• [RECORDS SUPPLIED]:

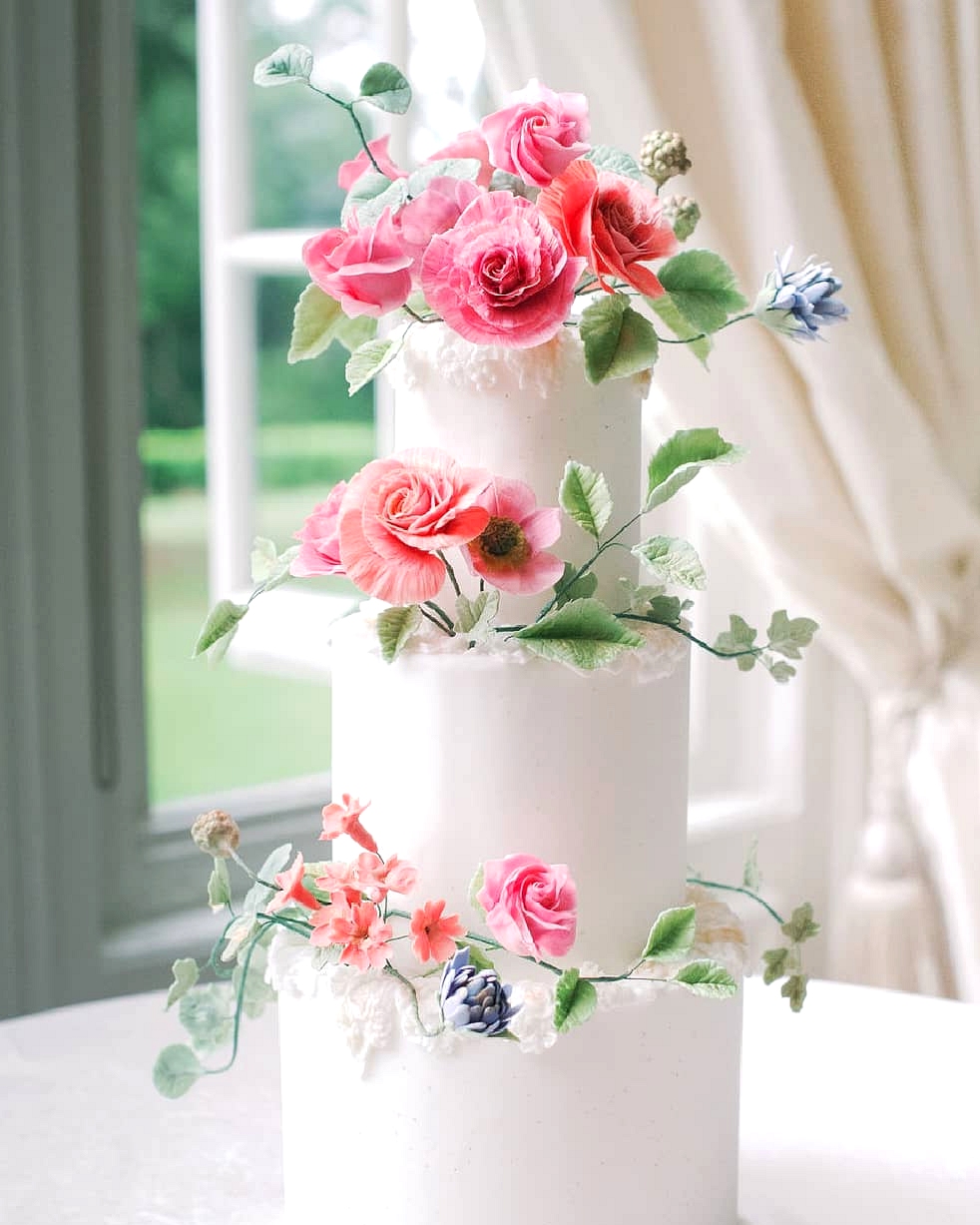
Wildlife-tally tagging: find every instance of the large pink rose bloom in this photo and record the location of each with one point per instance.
(531, 907)
(501, 275)
(507, 552)
(615, 222)
(364, 269)
(538, 134)
(397, 512)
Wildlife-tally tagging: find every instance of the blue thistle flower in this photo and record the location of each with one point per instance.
(474, 999)
(796, 304)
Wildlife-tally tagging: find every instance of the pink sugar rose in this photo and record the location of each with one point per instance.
(349, 172)
(507, 552)
(319, 540)
(398, 512)
(501, 275)
(364, 269)
(613, 221)
(538, 133)
(531, 907)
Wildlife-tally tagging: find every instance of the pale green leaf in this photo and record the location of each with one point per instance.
(702, 288)
(394, 627)
(672, 934)
(680, 459)
(673, 560)
(582, 633)
(585, 495)
(289, 63)
(575, 1001)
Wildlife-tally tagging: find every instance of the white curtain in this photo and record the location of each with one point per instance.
(850, 129)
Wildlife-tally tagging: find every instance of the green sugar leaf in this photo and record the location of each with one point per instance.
(289, 63)
(707, 977)
(394, 627)
(582, 633)
(386, 87)
(583, 495)
(702, 287)
(672, 934)
(673, 560)
(176, 1071)
(680, 459)
(575, 1001)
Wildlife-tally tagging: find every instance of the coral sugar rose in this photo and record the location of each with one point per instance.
(398, 512)
(501, 275)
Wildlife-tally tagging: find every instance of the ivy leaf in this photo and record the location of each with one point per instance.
(583, 495)
(617, 339)
(575, 1001)
(176, 1071)
(707, 977)
(289, 63)
(185, 975)
(672, 934)
(680, 459)
(672, 560)
(222, 620)
(787, 637)
(702, 288)
(367, 360)
(801, 924)
(386, 87)
(582, 633)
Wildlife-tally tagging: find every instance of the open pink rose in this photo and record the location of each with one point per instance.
(501, 275)
(319, 539)
(531, 906)
(538, 133)
(364, 269)
(398, 512)
(613, 221)
(507, 552)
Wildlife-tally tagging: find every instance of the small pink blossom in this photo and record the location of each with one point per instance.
(398, 512)
(365, 269)
(501, 275)
(349, 172)
(319, 538)
(509, 551)
(434, 933)
(343, 818)
(291, 889)
(531, 906)
(538, 133)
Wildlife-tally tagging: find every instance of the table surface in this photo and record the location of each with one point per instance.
(864, 1107)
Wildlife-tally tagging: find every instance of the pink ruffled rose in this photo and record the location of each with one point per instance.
(399, 512)
(531, 906)
(538, 134)
(319, 538)
(501, 275)
(509, 551)
(614, 222)
(364, 269)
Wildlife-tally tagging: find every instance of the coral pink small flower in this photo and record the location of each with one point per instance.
(531, 906)
(538, 133)
(398, 512)
(507, 552)
(615, 222)
(501, 275)
(349, 172)
(434, 933)
(319, 538)
(291, 889)
(343, 818)
(365, 269)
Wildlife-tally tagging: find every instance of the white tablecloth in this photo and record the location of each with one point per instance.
(862, 1109)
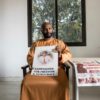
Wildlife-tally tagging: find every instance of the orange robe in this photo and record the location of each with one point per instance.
(46, 87)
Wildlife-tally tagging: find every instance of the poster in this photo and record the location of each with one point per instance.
(88, 72)
(45, 62)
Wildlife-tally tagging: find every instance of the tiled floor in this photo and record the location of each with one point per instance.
(11, 91)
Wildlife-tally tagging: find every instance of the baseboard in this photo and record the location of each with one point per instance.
(11, 78)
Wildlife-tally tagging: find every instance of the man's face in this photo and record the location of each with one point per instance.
(47, 31)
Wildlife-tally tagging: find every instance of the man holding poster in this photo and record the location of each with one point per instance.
(47, 87)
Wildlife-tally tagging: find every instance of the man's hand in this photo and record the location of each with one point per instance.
(58, 49)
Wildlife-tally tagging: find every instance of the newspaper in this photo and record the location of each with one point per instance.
(45, 61)
(87, 72)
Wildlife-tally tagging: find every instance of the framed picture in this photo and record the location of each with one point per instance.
(67, 17)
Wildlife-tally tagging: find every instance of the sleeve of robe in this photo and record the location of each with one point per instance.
(30, 55)
(65, 54)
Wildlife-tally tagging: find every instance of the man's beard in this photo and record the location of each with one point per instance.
(47, 35)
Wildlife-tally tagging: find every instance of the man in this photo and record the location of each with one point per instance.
(47, 87)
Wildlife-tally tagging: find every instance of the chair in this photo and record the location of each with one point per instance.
(66, 66)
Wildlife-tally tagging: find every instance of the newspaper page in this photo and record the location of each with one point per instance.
(88, 72)
(45, 61)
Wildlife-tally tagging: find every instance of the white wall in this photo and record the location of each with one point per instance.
(93, 31)
(13, 35)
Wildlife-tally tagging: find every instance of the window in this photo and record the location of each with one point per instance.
(66, 16)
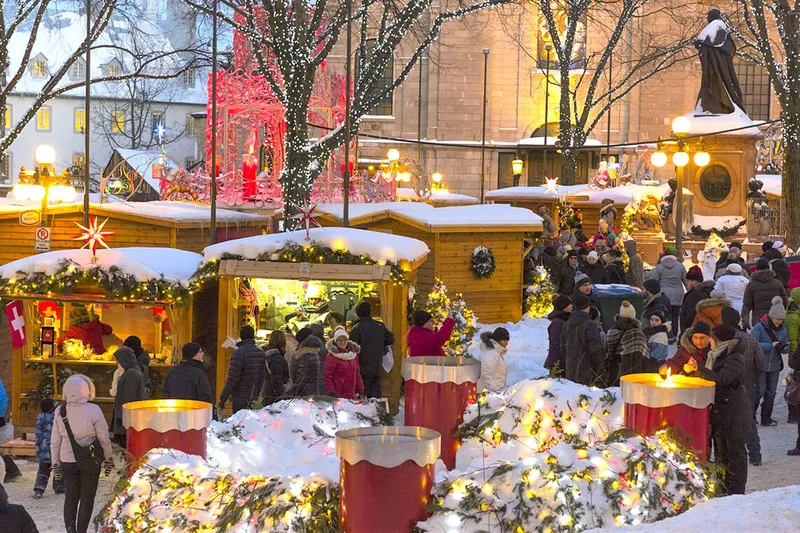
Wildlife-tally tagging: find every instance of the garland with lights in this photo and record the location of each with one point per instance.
(539, 294)
(113, 280)
(482, 264)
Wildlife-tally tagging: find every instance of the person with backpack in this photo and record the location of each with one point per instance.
(79, 447)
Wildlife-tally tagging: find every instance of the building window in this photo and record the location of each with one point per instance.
(384, 105)
(43, 119)
(117, 122)
(754, 82)
(79, 120)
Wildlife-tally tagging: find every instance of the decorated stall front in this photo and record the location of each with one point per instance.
(181, 225)
(289, 280)
(69, 311)
(477, 251)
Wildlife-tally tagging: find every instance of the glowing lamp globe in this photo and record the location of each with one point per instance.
(701, 159)
(680, 126)
(680, 159)
(45, 155)
(658, 159)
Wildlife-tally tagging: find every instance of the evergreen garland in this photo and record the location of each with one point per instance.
(483, 263)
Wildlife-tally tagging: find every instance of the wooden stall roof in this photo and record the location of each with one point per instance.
(457, 219)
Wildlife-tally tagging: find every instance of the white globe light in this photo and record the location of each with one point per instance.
(680, 159)
(680, 126)
(658, 159)
(701, 159)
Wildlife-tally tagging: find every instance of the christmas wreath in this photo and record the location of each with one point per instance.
(483, 264)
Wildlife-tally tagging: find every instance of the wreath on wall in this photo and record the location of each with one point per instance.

• [PROMPT]:
Output an exact copy of the material, with the pictures removed.

• [WRITTEN RESPONSE]:
Wildlife-tally tagging: find every instance of the large pink rose bloom in this photo and record the location of each with one point per instance.
(531, 907)
(501, 275)
(507, 552)
(615, 222)
(364, 269)
(538, 134)
(397, 512)
Wildlife-tally tagging: find every instance of the blue thistle flower in this photo and record the location of each with one point per instance.
(474, 999)
(796, 304)
Wildlife-tally tagging: find every instance of the pink sugar rose in this photo and record the location of each with one point per instance.
(349, 172)
(507, 552)
(319, 540)
(398, 512)
(501, 275)
(364, 269)
(613, 221)
(538, 133)
(531, 907)
Wildlife-tally tagging: find every instance of the pale green leaf in this photo and record the location of each with one point per instance.
(702, 288)
(394, 627)
(672, 934)
(680, 459)
(673, 560)
(582, 633)
(585, 495)
(289, 63)
(575, 1001)
Wildlife-tally tagging: find every instance of the white curtain in this photo and record the location of each with one point per instance.
(850, 129)
Wildlife-tally tagging: find every instance of the green sugar leaf in this photo and record the location of each with one point per instance.
(289, 63)
(707, 977)
(394, 627)
(582, 633)
(386, 87)
(583, 495)
(702, 287)
(672, 934)
(673, 560)
(176, 1071)
(680, 459)
(575, 1001)
Wildlife-tally tagging: find every instance of the coral sugar rose in this photo and record the location of each with one point per instance.
(398, 512)
(501, 275)
Wildlife-tally tagging: find every instance of the ivy leaf in this photo and record the location of each with one point per instance.
(583, 495)
(617, 339)
(575, 1001)
(176, 1071)
(707, 977)
(289, 63)
(185, 975)
(672, 934)
(680, 459)
(672, 560)
(222, 620)
(787, 637)
(702, 288)
(367, 360)
(801, 924)
(386, 87)
(582, 633)
Wildlife-tally tagging: find every instance of the open pink rose in this photo and record the location of each with one point per instance.
(501, 275)
(319, 539)
(531, 906)
(538, 133)
(364, 269)
(398, 512)
(613, 221)
(507, 552)
Wildlife-tally tagging: find every instance of the small pink blossom in this photo and record the location of each with one point per instance.
(398, 512)
(365, 269)
(501, 275)
(349, 172)
(319, 538)
(509, 551)
(434, 933)
(343, 818)
(291, 889)
(531, 906)
(538, 133)
Wildlife-tally tagging: find every instance of the table surface in this photo and record the location of each with one point per instance.
(864, 1107)
Wildlife-tally tagging: find every instance of the pink ruffled rose in this photo and record the location of each with one point per instance.
(399, 512)
(531, 906)
(538, 134)
(319, 538)
(501, 275)
(509, 551)
(614, 222)
(364, 269)
Wildlife-tally tagging: find every instance of the coral pink small flower in this photo and record the location of each with one point per instance.
(531, 906)
(538, 133)
(398, 512)
(507, 552)
(615, 222)
(501, 275)
(349, 172)
(434, 933)
(319, 538)
(291, 889)
(343, 818)
(365, 269)
Wildlife-tally tagging: find every instance of the white tablecloth in this photo and record the location of each with one point per instance.
(862, 1109)
Wildlife-tally tagging: find every instance of the orange robe in this photo and record the location of each with one point per instance.
(46, 87)
Wildlife-tally tagging: find every instance of the poster in this photo and record the location of each with one point per instance.
(88, 72)
(45, 62)
Wildlife-tally tagging: find every instance of the tiled floor in this photo and record the location of each with one point per instance.
(11, 91)
Wildlife-tally tagging: find every instance of the baseboard in this photo and record the location of each with one point per instance.
(11, 78)
Wildlife-tally tagging: find every instance of the man's face in this photo and record the location of each with one point per instance.
(47, 31)
Wildlife-tally tagging: find every instance of the man holding poster in this photo and record the location of each with one point per instance.
(47, 87)
Wildlife-tally tagging: find every instance of the man's hand in this photo and record the location of each with one point per instance.
(58, 49)
Wildlife-tally tagging: find every instance of the newspaper in this photo and record the location of each with one point per instance.
(45, 61)
(87, 72)
Wildlife-tally tagging: find every instance of the framed picture in this photo and record the location of each with one point per instance.
(67, 17)
Wildlife-tally tagging: find every instance of the sleeve of robe in this photo and record the location of each with one point per instance.
(30, 55)
(65, 54)
Wildlife-tally tagging: find every instance of the man's beard in this photo and record the location of each with one point per instance.
(47, 35)
Wildlife-tally tagging: find every instance of the man in this photo and record the location of each with one point per instance.
(47, 87)
Wildlife-tally tagging: find every instance of the chair in this photo and record the location of each with one point per instance.
(66, 66)
Wildlife-tally tagging: find every instance of the newspaper page in this photo and record the location of each with one point per instance.
(88, 72)
(45, 61)
Wildlife-tally tagging: find every instance of the white wall in this photo and record the location of each with one point per instance.
(93, 31)
(13, 35)
Wildlife-tally tagging: find every instance of the window in this photo and record the location of each with one point per instance.
(66, 16)
Wildlife-tally tagging: find every instance of the garland with lights in this photo and record the location of each with one point per instance.
(539, 294)
(113, 280)
(482, 264)
Wildlife-tally tagging: find every instance of the person with backpack in this photo and record the location of each with one point per instance.
(79, 447)
Wildlife-tally tagging: find every instance of the building window in this photo and record the location of each with one point per instance.
(384, 105)
(43, 119)
(117, 122)
(754, 82)
(79, 120)
Wildlife-tally tagging: find every instance of the decorated stall front in this photo and record the location of each with one point per instance.
(181, 225)
(289, 280)
(69, 311)
(477, 251)
Wildlife-tally tagging: find every instance of the glowing lamp globe in this photo and record the location of each with one point per instance.
(701, 159)
(680, 126)
(680, 159)
(45, 155)
(658, 159)
Wildlife-tally tagging: find every instance of the evergreen garland in this photo and record the location of each with one point per instance.
(483, 263)
Wildlife-tally tagging: find every instance of the wooden stall roof in this photo and record the location of each with one point per instance.
(457, 219)
Wildlife-tally tagging: find every instance of the white globe light in this photo and record the location of each with one point per instance.
(680, 159)
(680, 126)
(658, 159)
(701, 159)
Wildlife-tally tagging: find every instance of the christmas wreath in this photo and record the location of each with one point per instance.
(483, 264)
Wildlife-tally tagging: find every instance of the wreath on wall in this photo and record the location of each with one point per instance.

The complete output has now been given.